▶ _Problem details_
In the INSPIRE study update, shorten the paragraph that begins "Invivo Therapeutics has provided an update" to one or two sentences, keeping its main facts.

Invivo Therapeutics has provided an update on the progress of the company’s INSPIRE study (Invivo Study of Probable Benefit of the Neuro-Spinal Scaffold for Safety and Neurologic Recovery in Subjects with Complete Thoracic AIS A Spinal Cord Injury), which is designed to demonstrate the safety and probable benefit of the Neuro-Spinal Scaffold for the treatment of complete thoracic spinal cord injury (SCI).

The primary endpoint of the study is defined as improvement in ASIA Impairment Scale (AIS) grade from baseline at the six-month visit.

The study update includes:

  • One patient improved from complete AIS A SCI to motor incomplete AIS C SCI at the one-month visit.
  • A second patient improved from complete AIS A SCI to sensory incomplete AIS B SCI at the six-month visit.
  • Six of 11 patients (54.5 %) have had an AIS grade improvement at the six-month primary endpoint visit.
Patients Currently in Follow-Up
Patient Group Number of Patients
Converted at six-month visit 6
Converted, less than six months of follow-up 1
Not converted at six-month visit 5
Not converted, less than six months of follow-up 4
TOTAL 16 patients in follow-up
  • Of the seven conversions, four are AIS C conversions at this time, meaning these four patients have recovered both sensory and motor function. These conversions to AIS C have occurred as early as one month and as late as 24 months after Neuro-Spinal Scaffold Having assessments of motor improvements occurring one or two years post-implantation is uncommon and may be indicative of prolonged neural repair.

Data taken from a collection
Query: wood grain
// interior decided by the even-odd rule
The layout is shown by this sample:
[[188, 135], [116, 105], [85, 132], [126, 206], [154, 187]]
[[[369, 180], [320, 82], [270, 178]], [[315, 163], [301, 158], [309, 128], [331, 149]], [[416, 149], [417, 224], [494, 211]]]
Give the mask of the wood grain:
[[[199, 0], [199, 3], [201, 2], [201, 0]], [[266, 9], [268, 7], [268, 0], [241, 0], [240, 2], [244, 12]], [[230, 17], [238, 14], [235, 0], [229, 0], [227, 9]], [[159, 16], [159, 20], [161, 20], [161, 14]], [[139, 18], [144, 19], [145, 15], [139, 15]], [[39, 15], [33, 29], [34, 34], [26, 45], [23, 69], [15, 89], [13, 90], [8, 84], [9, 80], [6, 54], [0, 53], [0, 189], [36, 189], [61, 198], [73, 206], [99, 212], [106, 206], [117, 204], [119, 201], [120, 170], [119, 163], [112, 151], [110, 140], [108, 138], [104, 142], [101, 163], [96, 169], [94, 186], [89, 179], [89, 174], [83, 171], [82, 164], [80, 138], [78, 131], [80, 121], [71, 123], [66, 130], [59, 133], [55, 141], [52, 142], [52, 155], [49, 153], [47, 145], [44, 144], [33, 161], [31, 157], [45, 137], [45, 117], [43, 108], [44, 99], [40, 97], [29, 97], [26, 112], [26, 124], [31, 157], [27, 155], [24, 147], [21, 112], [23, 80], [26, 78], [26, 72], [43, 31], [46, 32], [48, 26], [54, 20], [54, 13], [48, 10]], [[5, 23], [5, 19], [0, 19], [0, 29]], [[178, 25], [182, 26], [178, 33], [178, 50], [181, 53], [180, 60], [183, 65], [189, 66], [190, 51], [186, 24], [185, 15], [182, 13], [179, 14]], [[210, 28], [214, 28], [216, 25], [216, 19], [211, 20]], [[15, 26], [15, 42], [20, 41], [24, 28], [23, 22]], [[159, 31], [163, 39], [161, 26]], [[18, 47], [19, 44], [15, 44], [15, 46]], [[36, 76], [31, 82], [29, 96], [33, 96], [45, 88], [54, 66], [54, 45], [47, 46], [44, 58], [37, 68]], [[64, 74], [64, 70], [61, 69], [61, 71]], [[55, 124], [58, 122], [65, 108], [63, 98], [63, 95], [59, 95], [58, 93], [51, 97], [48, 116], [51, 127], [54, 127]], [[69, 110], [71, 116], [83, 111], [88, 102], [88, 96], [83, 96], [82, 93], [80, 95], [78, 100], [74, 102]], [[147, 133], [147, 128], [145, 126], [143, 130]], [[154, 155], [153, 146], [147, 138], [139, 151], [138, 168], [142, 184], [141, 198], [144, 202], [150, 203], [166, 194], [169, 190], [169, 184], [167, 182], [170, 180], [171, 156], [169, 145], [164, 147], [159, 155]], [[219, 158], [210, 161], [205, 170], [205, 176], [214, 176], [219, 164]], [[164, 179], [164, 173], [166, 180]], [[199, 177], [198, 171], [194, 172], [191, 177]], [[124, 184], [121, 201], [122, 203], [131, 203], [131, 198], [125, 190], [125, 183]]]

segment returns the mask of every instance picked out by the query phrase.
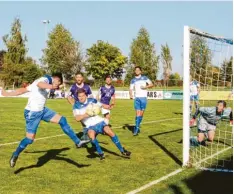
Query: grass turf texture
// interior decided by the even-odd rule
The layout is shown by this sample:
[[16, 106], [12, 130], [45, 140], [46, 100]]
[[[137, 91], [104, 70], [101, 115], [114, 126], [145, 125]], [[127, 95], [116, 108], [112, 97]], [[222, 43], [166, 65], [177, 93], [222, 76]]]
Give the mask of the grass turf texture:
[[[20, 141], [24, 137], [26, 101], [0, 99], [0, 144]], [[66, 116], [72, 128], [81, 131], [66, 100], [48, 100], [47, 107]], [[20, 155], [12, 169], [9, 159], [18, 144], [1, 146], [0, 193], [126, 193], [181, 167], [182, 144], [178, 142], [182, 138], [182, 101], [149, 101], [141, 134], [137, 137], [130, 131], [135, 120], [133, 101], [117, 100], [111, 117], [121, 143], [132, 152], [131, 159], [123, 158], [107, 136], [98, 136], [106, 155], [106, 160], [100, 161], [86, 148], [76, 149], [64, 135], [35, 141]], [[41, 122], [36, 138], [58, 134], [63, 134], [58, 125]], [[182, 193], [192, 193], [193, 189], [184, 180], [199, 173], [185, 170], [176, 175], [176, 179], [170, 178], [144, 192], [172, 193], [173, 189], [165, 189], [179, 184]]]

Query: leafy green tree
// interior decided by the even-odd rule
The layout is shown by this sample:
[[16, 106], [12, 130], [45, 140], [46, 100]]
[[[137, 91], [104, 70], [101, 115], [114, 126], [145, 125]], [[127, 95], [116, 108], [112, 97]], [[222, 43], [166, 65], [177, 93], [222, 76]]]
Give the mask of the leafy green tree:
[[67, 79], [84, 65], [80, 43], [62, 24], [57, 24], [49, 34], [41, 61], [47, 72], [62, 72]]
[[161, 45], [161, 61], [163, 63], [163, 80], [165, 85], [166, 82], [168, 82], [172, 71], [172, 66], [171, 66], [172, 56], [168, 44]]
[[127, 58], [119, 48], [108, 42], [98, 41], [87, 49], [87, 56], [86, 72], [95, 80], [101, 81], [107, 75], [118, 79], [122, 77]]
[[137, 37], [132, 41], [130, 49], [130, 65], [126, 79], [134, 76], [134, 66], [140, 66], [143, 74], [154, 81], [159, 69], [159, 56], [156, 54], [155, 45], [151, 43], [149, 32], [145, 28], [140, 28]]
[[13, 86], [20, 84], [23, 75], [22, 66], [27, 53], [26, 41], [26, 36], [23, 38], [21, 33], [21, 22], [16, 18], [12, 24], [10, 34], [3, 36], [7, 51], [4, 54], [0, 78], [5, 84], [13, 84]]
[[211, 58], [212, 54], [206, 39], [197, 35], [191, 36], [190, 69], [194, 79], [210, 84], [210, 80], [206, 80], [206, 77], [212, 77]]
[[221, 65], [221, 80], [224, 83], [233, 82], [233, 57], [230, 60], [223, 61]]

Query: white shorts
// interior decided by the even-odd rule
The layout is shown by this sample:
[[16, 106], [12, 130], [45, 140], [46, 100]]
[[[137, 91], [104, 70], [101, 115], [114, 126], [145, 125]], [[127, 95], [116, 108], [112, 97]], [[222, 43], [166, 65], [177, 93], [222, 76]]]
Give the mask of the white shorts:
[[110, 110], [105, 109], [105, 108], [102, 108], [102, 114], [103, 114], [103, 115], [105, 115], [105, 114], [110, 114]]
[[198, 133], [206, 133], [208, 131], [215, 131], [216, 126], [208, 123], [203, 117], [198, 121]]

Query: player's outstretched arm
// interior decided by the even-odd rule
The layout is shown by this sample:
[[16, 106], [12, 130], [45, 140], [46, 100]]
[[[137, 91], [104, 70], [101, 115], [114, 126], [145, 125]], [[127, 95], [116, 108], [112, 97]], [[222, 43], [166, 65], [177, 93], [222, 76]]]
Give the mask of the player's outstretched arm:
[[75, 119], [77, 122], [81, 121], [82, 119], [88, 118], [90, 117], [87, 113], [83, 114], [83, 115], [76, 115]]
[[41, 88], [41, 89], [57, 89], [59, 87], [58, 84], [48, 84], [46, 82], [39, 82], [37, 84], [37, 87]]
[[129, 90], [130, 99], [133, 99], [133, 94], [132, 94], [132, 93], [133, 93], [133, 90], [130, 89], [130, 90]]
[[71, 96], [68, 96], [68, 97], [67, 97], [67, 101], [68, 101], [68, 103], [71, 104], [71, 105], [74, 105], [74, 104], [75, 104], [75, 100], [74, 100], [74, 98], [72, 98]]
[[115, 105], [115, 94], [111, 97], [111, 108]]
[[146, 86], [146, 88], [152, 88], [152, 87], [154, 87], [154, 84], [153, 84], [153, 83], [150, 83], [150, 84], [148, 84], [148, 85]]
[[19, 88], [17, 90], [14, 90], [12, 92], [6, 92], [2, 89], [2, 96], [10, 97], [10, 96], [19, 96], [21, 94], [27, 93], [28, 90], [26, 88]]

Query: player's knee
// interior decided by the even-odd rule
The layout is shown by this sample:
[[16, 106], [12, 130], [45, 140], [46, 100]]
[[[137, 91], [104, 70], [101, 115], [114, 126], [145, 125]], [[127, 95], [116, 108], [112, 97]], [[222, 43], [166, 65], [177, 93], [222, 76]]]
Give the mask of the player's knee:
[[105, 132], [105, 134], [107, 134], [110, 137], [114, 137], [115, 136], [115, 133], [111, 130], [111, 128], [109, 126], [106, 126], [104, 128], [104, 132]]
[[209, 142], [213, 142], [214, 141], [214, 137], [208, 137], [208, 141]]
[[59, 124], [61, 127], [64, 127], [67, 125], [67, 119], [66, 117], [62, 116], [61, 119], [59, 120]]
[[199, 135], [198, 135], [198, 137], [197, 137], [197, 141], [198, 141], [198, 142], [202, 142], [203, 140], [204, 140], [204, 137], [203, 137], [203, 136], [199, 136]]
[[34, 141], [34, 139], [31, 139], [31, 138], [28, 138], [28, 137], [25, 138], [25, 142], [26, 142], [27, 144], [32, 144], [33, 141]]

==

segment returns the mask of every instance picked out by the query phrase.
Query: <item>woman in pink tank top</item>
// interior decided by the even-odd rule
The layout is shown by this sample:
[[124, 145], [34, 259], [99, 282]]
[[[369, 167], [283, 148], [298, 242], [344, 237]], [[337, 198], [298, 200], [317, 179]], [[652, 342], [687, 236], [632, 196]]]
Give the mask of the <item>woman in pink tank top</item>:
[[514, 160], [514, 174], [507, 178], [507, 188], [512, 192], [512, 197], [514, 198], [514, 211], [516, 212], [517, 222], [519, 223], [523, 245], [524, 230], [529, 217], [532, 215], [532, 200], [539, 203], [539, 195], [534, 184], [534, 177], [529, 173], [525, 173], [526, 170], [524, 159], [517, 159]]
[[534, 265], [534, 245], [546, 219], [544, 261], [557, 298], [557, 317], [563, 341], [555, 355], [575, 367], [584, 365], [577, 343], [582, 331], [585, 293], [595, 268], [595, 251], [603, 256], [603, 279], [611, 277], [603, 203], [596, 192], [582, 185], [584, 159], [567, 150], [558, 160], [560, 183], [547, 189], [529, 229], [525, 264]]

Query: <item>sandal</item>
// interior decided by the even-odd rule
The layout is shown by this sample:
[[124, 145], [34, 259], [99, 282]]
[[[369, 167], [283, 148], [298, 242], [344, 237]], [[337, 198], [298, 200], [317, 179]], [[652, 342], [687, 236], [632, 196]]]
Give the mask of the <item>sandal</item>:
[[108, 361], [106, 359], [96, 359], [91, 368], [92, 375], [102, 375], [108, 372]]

▶ _Task output_
Invivo Therapeutics has released a progress update on its INSPIRE study. The study is designed to show that the Neuro-Spinal Scaffold is safe and of probable benefit in treating complete thoracic spinal cord injury (SCI).